● STATED GOAL: Please rescale the lines in the records below, beginning at the line that contains "Target = bench" and stopping after the line that contains "[(16, 233), (247, 249)]". Reproduce each of those lines, requests included, but multiply every coordinate in the answers by 0.9 and round to the nearest whole number, with halves rounded up.

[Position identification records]
[start]

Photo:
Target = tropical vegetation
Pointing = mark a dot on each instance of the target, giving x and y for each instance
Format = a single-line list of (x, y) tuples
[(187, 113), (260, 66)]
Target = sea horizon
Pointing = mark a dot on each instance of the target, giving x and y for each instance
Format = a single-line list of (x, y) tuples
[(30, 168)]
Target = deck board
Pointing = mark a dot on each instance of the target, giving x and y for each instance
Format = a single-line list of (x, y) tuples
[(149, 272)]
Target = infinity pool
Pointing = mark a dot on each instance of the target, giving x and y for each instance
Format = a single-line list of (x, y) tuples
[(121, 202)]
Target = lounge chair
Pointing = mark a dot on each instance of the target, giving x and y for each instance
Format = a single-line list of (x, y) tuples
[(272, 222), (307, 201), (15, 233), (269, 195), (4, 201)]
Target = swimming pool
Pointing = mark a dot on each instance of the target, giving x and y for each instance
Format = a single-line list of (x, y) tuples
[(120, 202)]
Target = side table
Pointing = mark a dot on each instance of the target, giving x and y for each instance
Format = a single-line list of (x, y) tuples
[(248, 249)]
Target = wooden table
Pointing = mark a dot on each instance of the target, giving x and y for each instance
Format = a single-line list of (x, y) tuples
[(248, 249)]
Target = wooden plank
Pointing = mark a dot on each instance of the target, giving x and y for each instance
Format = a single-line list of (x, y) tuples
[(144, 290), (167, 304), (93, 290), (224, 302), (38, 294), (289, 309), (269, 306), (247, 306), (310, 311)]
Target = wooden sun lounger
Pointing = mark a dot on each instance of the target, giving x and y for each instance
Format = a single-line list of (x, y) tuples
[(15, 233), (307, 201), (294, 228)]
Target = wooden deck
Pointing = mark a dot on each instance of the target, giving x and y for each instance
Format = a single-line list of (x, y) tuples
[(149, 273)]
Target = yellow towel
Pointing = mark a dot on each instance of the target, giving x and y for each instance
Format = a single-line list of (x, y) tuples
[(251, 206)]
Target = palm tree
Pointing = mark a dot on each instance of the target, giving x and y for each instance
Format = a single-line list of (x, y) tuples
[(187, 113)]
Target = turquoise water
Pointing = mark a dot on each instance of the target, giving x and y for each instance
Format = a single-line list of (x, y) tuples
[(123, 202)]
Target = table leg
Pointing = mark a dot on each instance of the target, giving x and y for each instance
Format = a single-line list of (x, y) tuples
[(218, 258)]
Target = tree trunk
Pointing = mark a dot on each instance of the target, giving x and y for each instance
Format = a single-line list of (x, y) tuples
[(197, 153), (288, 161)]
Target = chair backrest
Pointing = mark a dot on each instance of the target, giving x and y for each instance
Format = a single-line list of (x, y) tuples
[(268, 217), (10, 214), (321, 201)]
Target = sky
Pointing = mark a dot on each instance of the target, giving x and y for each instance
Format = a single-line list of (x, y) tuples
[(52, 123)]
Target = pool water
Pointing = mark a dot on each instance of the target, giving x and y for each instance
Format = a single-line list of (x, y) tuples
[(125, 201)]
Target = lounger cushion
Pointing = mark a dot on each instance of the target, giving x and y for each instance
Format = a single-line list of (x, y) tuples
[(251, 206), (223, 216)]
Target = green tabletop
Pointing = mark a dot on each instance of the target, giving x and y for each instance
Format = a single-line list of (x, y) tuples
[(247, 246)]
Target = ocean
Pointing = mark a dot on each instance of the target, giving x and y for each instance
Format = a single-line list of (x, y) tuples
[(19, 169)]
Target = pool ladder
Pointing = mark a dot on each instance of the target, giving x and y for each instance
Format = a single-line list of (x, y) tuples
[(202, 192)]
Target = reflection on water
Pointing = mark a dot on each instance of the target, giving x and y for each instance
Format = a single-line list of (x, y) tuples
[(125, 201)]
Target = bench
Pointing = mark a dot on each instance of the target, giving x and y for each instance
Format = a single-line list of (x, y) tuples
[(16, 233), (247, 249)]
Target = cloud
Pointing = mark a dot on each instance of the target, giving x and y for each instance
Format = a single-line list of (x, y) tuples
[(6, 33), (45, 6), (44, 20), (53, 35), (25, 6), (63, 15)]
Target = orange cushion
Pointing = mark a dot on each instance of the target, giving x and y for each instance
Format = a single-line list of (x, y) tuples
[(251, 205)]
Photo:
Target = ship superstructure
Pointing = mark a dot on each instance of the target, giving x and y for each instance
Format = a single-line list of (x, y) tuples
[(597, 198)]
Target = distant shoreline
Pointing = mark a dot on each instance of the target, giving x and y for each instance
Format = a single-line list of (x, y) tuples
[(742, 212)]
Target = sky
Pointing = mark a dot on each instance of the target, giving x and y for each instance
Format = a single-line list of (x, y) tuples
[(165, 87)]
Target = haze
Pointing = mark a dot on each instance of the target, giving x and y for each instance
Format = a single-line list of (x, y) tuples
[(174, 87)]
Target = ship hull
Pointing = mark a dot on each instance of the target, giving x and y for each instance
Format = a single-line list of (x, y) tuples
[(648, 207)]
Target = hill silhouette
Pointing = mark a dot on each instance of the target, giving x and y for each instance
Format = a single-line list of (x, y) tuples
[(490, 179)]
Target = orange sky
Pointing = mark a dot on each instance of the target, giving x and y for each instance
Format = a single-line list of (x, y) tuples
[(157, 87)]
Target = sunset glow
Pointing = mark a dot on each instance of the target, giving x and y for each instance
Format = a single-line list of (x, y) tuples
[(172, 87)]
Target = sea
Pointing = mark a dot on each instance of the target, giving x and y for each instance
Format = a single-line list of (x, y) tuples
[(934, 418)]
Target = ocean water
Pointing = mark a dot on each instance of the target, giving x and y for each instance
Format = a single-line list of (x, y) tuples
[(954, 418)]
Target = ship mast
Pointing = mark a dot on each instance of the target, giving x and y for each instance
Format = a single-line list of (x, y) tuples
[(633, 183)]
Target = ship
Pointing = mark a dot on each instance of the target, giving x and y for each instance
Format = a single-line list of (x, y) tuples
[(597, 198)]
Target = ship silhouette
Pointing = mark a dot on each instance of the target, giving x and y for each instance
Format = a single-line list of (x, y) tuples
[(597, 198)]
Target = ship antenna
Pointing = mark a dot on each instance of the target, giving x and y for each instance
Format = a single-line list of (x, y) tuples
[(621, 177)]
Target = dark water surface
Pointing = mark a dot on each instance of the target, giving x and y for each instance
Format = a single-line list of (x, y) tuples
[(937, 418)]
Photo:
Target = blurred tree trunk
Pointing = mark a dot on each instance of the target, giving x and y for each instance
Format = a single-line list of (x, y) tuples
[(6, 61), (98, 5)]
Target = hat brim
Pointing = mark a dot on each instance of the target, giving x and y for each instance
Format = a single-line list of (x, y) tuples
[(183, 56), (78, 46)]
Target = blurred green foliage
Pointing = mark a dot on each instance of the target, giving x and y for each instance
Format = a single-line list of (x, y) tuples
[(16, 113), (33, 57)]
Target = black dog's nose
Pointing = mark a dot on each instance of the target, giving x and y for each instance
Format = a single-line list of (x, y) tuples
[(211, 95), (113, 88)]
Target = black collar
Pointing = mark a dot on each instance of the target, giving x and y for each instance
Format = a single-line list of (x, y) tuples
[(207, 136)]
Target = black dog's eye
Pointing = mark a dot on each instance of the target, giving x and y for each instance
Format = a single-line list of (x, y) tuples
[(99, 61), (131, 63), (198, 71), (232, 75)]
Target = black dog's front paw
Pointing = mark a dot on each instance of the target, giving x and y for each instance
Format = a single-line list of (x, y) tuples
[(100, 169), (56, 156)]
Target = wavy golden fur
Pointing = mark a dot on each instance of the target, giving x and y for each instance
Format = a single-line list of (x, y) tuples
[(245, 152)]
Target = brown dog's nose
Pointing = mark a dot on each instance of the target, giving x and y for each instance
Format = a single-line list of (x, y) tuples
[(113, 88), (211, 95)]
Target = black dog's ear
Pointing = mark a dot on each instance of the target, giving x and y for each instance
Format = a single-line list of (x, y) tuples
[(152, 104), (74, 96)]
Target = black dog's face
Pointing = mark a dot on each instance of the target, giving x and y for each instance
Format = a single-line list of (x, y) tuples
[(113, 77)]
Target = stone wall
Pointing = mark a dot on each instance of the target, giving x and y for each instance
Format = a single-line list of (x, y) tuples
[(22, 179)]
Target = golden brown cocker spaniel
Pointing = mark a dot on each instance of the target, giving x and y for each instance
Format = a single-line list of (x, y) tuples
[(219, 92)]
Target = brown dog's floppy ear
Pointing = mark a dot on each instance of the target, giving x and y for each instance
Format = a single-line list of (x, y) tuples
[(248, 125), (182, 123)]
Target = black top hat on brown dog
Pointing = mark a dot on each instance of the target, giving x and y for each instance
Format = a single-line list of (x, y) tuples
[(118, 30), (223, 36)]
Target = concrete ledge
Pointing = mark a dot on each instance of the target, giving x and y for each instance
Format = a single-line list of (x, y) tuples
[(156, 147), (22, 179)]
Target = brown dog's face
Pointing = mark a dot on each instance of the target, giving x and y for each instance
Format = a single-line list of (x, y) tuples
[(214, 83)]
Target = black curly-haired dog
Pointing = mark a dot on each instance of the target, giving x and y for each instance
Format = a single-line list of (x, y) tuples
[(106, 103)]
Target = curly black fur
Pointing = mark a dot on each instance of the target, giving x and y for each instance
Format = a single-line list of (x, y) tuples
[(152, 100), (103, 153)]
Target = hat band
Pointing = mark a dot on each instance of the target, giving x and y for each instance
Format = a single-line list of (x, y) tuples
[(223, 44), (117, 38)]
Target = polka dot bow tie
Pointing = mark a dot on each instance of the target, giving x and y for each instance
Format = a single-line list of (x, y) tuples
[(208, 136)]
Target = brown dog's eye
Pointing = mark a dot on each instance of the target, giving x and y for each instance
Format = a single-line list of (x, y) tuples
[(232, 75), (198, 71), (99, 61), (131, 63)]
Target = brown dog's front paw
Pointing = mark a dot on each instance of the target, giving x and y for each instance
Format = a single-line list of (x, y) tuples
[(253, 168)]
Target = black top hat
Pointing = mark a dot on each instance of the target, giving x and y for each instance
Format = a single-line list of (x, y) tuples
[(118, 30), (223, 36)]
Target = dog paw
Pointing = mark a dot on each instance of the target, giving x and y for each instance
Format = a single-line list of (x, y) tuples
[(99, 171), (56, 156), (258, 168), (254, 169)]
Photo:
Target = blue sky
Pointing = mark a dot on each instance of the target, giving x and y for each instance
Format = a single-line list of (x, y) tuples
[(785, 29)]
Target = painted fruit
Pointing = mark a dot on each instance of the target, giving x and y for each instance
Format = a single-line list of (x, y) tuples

[end]

● TASK OUTPUT:
Target = bench
Pointing = mark a dot on each instance of the target, giving x and y for each instance
Format = a single-line list of (x, y) tuples
[(14, 210), (222, 224)]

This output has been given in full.